(Directive A)
Answer these three questions using the taekwondo forum thread:
(i) What does the post signed by Erik say makes TKD look bad?
(ii) What does igillman say should have been put between the two sentences?
(iii) In the quote from mango.man, what are schools that advertise themselves as olympic style likely never to do?
(Directive B)
Print the stretch of the taekwondo forum thread from "The two sides" through "bickering and politics.".
(Directive C)
Write what comes next in the taekwondo forum thread, picking up after its last sentence.

--- START Source excerpt ---

I'll second that notion.  Our competition team kids put in the MOST work out of anybody in our dojang.  They also do best in the traditional curriculum as well as doing pretty well in the Olypic style sport aspect. We're not cranking out olympians (nore are we trying to), but for what it's worth...we work hard to train good martial artyists who are also good ocmpetitiors.  

The two sides aren't mutually exclusive, nor should one side disrespect or belittle the other.  THAT'S what makes TKD look bad in my opinion...all the factionist in-fighting, bickering and politics.  

Just get on the mat and train.  

Peace,
Erik


----------



## igillman (Aug 29, 2008)

I apologise, it came out wrong. I should have put a paragraph break between the two sentences or said something along the lines of...

Anyone who is interested in getting to the olympics OR wants a black belt within 2 years without sweating.

I know that whatever style you do, traditional, olympic, wtf, itf etc... you can train very hard for it if you want to.

My comment was about those people who do not want to train hard or who only want to do what they see on TV (hands down, Irish dancing type of sparring) without the rest of the moves (forms, board breaking etc...) getting in the way.


----------



## Daniel Sullivan (Aug 29, 2008)

mango.man said:


> And that is why very few schools produce olympians. Schools can advertise themselves as olympic style schools but they will likely never produce an olympian.

--- END Source excerpt ---
--- START Dataset records ---

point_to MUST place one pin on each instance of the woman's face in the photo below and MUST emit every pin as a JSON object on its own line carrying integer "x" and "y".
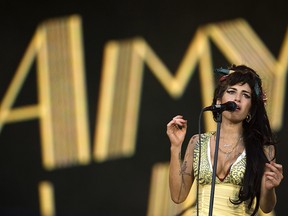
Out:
{"x": 241, "y": 94}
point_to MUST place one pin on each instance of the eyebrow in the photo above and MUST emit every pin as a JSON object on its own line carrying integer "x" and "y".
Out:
{"x": 242, "y": 90}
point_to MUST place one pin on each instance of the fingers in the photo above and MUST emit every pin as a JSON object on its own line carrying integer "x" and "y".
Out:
{"x": 178, "y": 122}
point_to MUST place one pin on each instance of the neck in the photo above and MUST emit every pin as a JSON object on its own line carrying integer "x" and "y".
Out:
{"x": 231, "y": 130}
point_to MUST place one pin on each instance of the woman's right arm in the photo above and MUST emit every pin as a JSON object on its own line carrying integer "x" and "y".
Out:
{"x": 180, "y": 172}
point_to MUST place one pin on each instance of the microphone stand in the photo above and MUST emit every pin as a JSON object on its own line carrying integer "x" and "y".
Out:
{"x": 218, "y": 120}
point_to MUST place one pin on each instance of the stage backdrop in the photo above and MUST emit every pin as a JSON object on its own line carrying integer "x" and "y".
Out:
{"x": 86, "y": 91}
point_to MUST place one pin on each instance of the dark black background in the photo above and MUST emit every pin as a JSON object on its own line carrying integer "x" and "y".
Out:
{"x": 116, "y": 187}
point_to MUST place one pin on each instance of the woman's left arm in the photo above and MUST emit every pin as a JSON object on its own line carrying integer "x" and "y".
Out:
{"x": 272, "y": 177}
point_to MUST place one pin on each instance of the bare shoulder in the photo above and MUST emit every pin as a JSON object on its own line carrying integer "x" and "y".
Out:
{"x": 269, "y": 151}
{"x": 193, "y": 140}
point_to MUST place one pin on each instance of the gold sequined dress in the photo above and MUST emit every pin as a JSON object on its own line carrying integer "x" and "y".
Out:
{"x": 224, "y": 189}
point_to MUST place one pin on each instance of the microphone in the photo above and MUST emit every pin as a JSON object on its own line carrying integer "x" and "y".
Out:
{"x": 229, "y": 106}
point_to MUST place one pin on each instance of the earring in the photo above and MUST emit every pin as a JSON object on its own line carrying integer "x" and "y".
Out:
{"x": 248, "y": 118}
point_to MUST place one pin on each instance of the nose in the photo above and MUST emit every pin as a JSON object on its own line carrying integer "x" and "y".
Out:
{"x": 237, "y": 97}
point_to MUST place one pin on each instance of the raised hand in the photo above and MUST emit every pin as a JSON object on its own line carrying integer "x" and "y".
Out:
{"x": 176, "y": 130}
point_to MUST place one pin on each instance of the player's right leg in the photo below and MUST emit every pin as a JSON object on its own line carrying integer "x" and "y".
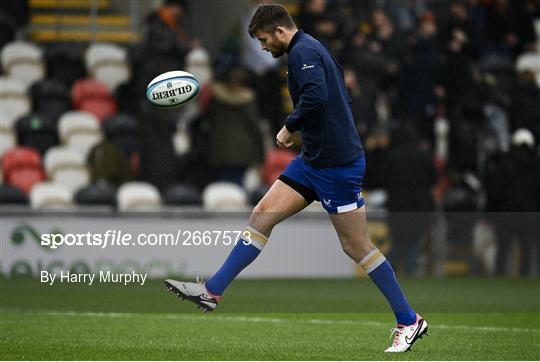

--- END Dataset records ---

(Final answer A)
(i) All the factionist in-fighting, bickering and politics.
(ii) A paragraph break.
(iii) Produce an olympian.

(Final answer B)
The two sides aren't mutually exclusive, nor should one side disrespect or belittle the other.  THAT'S what makes TKD look bad in my opinion...all the factionist in-fighting, bickering and politics.

(Final answer C)
> 
> There is a reason that people like Jean Lopez, Juan Moreno, Jimmy Kim, Patrice Remark, Jin Suh and a small number of others consistently end up with their players on the National Teams and why people travel from all over the country to train at these schools for a week or two during the summer or over winter break from school etc. It is because those people have those types of resources and consistently use those resources to develop the best olympic TKDists in the country.
> 
> ...


 
Nobody training for the actual olympics is any different, regardless of the sport/art.  Charlotte, Nia, and the Lopezes are the exception rather than the rule.  Very few people can afford to spend tens of thousands of dollars on either their own training or that of their children.  

99.999% (guestimation based on observation, not hard numbers) of those who train in Olympic style TKD will ever make it to the olympics, or even train with the intent to do so.  Most quit after blackbelt, as most of those schools don't train their students to be either top athletes or top martial artists.  Most are just collecting the money.  If they push their students to be top athletes, the parents will complain just as much as traditional schools that push the students to be top martial artists. 

There are also competitors who do train in traditional schools and compete on the tournament circuit with no intent of making the Olympics, and I'm sure that these folks do have a life outside of TKD.  (Perhaps we should refer to it as Sport TKD, just as olympic fencing is technically Sport fencing?)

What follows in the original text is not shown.